*SUPPLIED TEXT*:
□ □ □ □ □ □ □

Some preliminary analysis shows a small reduction in actor_signature entropy as a result of User-Agent deprecation. However, it's not necessarily true that this implies a small change in top line metrics. We use actor_signatures in our pageview and unique devices pipelines. They are computed using the first 200 characters of the user agent string as well as the IP and other details about each request. A large change in User-Agent entropy may cause a smaller change in actor_signature entropy, but have an outsized effect on something like automata detection.

□ □ □ □ □ □ □

*DATA*:

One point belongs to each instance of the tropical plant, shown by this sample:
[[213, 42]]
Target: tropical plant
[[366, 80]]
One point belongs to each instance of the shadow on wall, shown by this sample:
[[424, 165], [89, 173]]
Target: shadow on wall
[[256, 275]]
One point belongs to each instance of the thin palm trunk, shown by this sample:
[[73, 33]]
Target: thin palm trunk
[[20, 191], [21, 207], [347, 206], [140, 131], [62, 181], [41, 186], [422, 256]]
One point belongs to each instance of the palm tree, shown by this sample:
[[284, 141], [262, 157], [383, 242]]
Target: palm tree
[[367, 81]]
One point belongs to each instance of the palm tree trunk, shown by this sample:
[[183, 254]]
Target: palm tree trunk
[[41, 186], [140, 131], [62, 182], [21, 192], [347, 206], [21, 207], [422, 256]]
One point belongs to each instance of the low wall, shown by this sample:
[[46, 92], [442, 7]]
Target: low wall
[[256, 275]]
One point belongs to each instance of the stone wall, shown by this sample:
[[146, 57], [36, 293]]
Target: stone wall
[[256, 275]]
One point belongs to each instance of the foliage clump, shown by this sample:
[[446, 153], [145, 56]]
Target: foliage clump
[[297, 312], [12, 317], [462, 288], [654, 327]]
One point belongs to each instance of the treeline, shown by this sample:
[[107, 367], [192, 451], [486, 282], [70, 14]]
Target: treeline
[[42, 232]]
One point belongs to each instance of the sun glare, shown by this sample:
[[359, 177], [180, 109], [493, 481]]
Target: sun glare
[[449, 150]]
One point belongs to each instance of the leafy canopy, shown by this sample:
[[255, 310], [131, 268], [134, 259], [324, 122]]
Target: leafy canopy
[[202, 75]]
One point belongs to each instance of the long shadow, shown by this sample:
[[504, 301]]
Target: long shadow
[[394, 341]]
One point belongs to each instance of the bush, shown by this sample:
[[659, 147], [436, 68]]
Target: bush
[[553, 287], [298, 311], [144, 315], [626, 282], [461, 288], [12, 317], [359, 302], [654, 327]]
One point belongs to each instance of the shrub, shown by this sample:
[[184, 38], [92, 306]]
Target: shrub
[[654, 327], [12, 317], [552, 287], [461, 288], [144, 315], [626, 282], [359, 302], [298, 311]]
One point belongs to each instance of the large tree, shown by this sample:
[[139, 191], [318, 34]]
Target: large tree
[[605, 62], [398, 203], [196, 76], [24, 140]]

□ □ □ □ □ □ □

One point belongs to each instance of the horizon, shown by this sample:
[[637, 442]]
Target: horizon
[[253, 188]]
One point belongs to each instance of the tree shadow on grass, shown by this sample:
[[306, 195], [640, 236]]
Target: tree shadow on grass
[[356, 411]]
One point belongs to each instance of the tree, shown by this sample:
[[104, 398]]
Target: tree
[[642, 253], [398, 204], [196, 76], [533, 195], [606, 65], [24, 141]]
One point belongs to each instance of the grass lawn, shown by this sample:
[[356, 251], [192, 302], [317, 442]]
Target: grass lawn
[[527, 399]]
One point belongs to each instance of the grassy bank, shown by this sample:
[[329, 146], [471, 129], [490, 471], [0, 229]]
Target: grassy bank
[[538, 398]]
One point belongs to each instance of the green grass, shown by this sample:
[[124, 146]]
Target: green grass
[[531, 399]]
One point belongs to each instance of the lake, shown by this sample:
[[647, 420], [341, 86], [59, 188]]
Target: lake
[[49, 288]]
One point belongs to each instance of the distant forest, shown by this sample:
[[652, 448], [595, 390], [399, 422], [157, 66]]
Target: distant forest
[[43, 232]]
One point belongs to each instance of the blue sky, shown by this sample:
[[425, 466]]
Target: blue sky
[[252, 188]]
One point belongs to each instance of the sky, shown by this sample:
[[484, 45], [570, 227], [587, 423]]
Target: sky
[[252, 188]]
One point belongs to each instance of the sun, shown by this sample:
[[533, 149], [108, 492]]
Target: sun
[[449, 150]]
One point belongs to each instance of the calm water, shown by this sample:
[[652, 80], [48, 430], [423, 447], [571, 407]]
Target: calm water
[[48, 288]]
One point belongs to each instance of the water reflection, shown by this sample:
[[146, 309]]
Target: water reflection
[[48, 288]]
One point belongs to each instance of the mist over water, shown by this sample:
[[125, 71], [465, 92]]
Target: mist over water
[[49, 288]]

□ □ □ □ □ □ □

*PROBLEMS TO WORK ON*:
A – In the note on User-Agent deprecation, what part of the user agent string is used to compute actor_signatures?
B – Write a continuation of the note on User-Agent deprecation and actor_signature entropy, starting after its final sentence.

*THE RESULTS*:
A – The first 200 characters.

B –
One way to model the impact of the changes is to compare the existing output of our pipelines with a simulated User-Agent deprecation. Currently we do this:
get_actor_signature(ip, user_agent, accept_language, uri_host, uri_query, x_analytics_map) AS actor_signature
And we could instead do something like this:
get_actor_signature(ip, concat( user_agent_map['os_family'], '-', user_agent_map['browser_family'], '-', user_agent_map['browser_major'], '-', user_agent_map['wmf_app_version'] ), accept_language, uri_host, uri_query, x_analytics_map) AS actor_signature_after_change
We can use that as input into the rest of our pipelines, to estimate impact on top line metrics.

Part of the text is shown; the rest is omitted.